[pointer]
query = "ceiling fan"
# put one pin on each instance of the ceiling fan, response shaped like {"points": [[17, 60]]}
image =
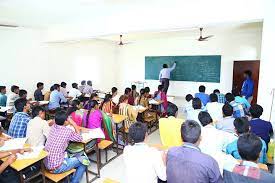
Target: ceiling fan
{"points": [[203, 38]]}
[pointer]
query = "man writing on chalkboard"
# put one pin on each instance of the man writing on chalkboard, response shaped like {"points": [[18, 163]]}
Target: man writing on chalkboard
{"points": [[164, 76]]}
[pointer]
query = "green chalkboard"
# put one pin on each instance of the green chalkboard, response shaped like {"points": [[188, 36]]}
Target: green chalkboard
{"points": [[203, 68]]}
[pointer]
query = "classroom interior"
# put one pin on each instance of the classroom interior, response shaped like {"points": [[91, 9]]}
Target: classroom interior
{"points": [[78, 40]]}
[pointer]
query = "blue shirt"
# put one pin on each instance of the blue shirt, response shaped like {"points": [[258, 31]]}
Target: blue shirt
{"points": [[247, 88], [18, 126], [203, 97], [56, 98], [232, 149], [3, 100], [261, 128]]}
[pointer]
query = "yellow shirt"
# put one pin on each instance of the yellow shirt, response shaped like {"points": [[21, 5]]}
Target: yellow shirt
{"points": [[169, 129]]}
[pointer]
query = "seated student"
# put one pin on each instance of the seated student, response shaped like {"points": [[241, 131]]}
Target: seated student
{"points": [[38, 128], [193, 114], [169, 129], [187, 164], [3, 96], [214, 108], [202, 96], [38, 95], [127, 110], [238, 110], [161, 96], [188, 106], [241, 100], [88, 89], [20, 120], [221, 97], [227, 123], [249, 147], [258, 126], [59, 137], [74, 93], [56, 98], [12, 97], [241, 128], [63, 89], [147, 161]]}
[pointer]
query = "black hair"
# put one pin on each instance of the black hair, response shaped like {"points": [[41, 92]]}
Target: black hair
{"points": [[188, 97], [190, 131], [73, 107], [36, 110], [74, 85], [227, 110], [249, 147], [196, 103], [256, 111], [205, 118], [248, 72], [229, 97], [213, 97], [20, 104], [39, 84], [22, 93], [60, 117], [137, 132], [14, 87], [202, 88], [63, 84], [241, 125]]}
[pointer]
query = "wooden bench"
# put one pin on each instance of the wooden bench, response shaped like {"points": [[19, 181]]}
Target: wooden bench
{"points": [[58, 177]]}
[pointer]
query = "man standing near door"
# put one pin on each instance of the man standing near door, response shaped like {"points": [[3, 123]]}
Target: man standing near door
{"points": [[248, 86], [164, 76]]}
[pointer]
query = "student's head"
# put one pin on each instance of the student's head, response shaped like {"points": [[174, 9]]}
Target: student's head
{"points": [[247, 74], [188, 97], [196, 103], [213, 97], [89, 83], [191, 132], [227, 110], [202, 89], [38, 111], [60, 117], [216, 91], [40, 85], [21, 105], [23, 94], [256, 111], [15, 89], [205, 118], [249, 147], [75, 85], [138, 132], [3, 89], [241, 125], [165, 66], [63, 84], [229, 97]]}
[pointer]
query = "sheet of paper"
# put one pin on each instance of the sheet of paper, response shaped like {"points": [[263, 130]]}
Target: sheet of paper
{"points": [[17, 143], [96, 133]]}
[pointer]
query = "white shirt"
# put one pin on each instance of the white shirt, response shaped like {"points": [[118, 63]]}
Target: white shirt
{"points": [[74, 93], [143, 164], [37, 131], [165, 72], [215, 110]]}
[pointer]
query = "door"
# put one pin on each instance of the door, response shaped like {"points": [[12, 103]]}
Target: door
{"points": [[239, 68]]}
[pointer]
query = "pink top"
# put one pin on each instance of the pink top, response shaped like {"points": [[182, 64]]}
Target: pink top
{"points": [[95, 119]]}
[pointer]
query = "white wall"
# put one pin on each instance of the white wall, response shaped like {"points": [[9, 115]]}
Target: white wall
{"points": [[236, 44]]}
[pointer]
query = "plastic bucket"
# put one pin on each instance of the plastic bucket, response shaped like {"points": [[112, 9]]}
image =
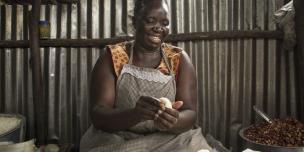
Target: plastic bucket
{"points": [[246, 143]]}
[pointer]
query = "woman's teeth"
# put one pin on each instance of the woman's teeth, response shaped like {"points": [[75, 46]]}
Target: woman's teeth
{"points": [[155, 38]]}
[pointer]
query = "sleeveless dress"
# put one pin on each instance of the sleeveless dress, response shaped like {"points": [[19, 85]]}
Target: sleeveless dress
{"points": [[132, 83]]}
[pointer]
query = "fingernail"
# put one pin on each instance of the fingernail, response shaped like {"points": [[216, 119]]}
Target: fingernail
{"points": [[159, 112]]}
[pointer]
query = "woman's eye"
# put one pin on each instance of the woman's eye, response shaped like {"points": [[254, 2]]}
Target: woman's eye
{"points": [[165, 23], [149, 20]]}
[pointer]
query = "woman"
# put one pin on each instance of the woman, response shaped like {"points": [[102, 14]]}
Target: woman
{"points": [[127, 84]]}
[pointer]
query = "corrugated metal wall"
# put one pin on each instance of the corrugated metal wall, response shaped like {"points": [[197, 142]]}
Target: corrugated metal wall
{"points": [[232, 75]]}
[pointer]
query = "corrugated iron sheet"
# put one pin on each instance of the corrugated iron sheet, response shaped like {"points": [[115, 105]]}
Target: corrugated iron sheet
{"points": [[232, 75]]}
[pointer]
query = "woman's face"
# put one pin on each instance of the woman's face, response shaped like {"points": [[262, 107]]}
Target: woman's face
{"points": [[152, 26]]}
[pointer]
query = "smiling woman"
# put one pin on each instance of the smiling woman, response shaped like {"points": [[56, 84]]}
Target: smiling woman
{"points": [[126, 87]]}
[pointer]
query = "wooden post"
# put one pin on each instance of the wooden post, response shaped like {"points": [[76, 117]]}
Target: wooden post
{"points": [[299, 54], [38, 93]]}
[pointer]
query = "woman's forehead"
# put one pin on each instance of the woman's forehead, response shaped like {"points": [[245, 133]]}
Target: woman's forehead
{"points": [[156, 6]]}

• **SHORT TASK**
Identify every line above that contains the word "blue", and copy each of those lines in full.

• **WRITTEN RESPONSE**
query = "blue shirt"
# put one pin on each instance of the blue shirt, response shaped like {"points": [[258, 31]]}
Target: blue shirt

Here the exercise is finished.